++++ Trecho selecionado
O Cinema e a Vida Após a Morte

O sobrenatural está presente no mundo do cinema há muitos anos. Filmes como "Drácula", "Frankestein" e "Zumbi Branco" com vampiros e mortos-vivos eram comuns nos anos 30 por servirem de metáfora para os capitalistas de Wall Street após a crise de 1929, mas foi na década de 40 que filmes dramáticos sobre a vida após a morte e a passagem entre os mundos ganharam força.

"Um Passo Além da Vida" (1944) foi um dos primeiros do gênero. Em um navio bombardeado na Segunda Guerra Mundial, os personagens mortos estão em uma espécie de purgatório em que um juiz designa o destino final de cada um. Em uma das cenas mais emocionantes, Prior (personagem de John Garfield), um homem anti-ético prestes a ser condenado ao inferno é salvo pela intervenção de uma senhora que se responsabiliza em olhar pelos seus atos. Prior não sabe, mas trata-se da mãe que o abandonou na infância. Para ela, a concepção de paraíso é estar perto do filho no "outro lado".

O boom de filmes semelhantes na época foi indicativo do senso inato de muitos de que a morte não é o fim, mas também uma forma de confortar as pessoas que perderam seus entes queridos na Segunda Guerra. Nas décadas seguintes, a temática perdeu força. Para rivalizar com a TV, o cinema apostou em sexo, violência e efeitos especiais para atrair as massas. Entretanto, no fim dos anos 70 a popularização do budismo tibetano e do psicodelismo instigou as pessoas sobre perda de consciência, alucinações, coma e experiências fora do corpo, trazendo de volta o interesse em roteiros sobre a vida após a morte.

Em "Ressurreição" (1980), após um acidente de carro, a personagem Edna fica na passagem entre os mundos até o retorno dos seus batimentos cardíacos. A intensa luminosidade das imagens na cena remete a um estado óptico provocado pelo uso de heroína. Recuperada, Edna descobre o poder de curar espiritualmente doenças de outras pessoas, sendo rotulada ao mesmo tempo de abençoada e demoníaca. Outro elemento forte presente é a serpente de duas cabeças que aparece em alguns momentos do filme e na Mitologia Grega significa "seguir em duas direções".
++++++++
++++ Entradas fornecidas
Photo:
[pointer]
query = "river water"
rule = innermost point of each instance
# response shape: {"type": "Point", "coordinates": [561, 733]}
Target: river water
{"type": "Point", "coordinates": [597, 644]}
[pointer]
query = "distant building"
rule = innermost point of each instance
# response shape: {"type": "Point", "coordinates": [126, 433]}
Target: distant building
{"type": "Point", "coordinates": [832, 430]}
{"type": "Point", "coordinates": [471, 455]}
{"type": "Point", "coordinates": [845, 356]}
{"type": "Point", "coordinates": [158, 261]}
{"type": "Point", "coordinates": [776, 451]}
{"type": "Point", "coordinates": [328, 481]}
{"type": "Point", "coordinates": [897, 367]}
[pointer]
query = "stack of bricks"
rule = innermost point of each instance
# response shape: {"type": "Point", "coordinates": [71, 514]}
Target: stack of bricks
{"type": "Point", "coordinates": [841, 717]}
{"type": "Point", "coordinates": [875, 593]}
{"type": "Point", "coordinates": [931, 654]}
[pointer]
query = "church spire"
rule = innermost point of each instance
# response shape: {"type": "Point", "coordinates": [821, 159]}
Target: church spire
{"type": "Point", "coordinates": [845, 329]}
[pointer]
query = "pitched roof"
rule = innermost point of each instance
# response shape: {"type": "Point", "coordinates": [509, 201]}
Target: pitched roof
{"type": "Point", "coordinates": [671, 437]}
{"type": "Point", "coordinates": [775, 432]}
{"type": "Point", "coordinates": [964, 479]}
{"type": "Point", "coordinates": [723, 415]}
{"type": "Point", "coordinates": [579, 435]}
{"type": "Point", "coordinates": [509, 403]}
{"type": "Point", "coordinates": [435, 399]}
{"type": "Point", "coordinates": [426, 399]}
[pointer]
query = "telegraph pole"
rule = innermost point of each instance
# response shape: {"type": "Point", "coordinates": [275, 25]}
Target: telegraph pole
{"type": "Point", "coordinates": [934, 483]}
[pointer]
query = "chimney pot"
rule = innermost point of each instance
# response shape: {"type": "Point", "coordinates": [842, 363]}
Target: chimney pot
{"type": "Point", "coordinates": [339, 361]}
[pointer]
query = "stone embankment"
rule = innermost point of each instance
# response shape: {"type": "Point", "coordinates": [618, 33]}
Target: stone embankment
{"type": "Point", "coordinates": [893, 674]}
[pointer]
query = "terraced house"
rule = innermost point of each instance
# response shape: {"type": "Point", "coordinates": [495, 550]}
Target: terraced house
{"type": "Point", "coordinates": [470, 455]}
++++++++
Problema 1: Diga se cada afirmação combina com o texto sobre cinema e vida após a morte, respondendo sim ou não e citando as palavras do texto que decidem: (a) Nos anos 30, filmes com vampiros e mortos-vivos eram comuns. (b) O acidente que deixa Edna entre os mundos é de avião. (c) Depois do boom da época da Segunda Guerra, o tema ficou mais forte nas décadas seguintes.
Problema 2: Edite o texto sobre cinema e vida após a morte: comece nas palavras "O Cinema e a" e pare depois de "mundos ganharam força.", escrevendo de novo esse trecho com "década de 40" trocado por "década de 1940".
Problema 3: Retome o texto sobre cinema e vida após a morte e continue a escrita logo depois da última frase.
As entradas vêm de outra fonte.

Resposta 1:
(a) Sim: "com vampiros e mortos-vivos eram comuns nos anos 30".
(b) Não: "após um acidente de carro".
(c) Não: "Nas décadas seguintes, a temática perdeu força."

Resposta 2:
O Cinema e a Vida Após a Morte

O sobrenatural está presente no mundo do cinema há muitos anos. Filmes como "Drácula", "Frankestein" e "Zumbi Branco" com vampiros e mortos-vivos eram comuns nos anos 30 por servirem de metáfora para os capitalistas de Wall Street após a crise de 1929, mas foi na década de 1940 que filmes dramáticos sobre a vida após a morte e a passagem entre os mundos ganharam força.

Resposta 3:
Em "Poltergeist" (1982), Carol Ann, a caçula de 5 anos de uma família de 5 pessoas, é sugada por espíritos para dentro do armário enquanto fenômenos paranormais acontecem na casa, sendo a televisão o único meio de contato entre a menina e a família.
Tanto em "Ressurreição" quanto em "Poltergeist", as personagens enxergam uma luz, uma referência à Luz Clara do Vazio citada no Livro Tibetano dos Mortos, e atravessá-la pode significar deixar totalmente o plano terreno.


"Um Passo Além da Vida", "Postergeist" e o mais recente "Os Outros" (2001) possuem como elemento em comum a existência de locais específicos para a permanência dos mortos. Esses lugares se tornam também personagens e funcionam como purgatórios ou refúgios onde só a libertação do sofrimento levaria as almas à ascensão.  

Em "Ghost" (1990) e "Um Olhar do Paraíso" (2009), os protagonistas Sam e Susie, respectivamente, após serem assassinados são incapazes de concluir o processo da morte por estarem presos ao plano físico por apego, ressentimento e sede de justiça. Como poltergeists, eles conseguem interferir no plano material, movendo objetos e sendo ouvidos por sensitivos, porém a motivação nesse caso é a tentativa de proteger as pessoas próximas de seus assassinos à solta. Uma vez cumpridas suas obrigações cármicas, em paz, os espíritos transcendem.

Nesses anos todos, o que o cinema fez foi tentar traduzir a busca pela compreensão do significado e propósito da morte, e independente das convicções pessoais dos espectadores, ótimos roteiros foram e serão gerados nessa perspectiva.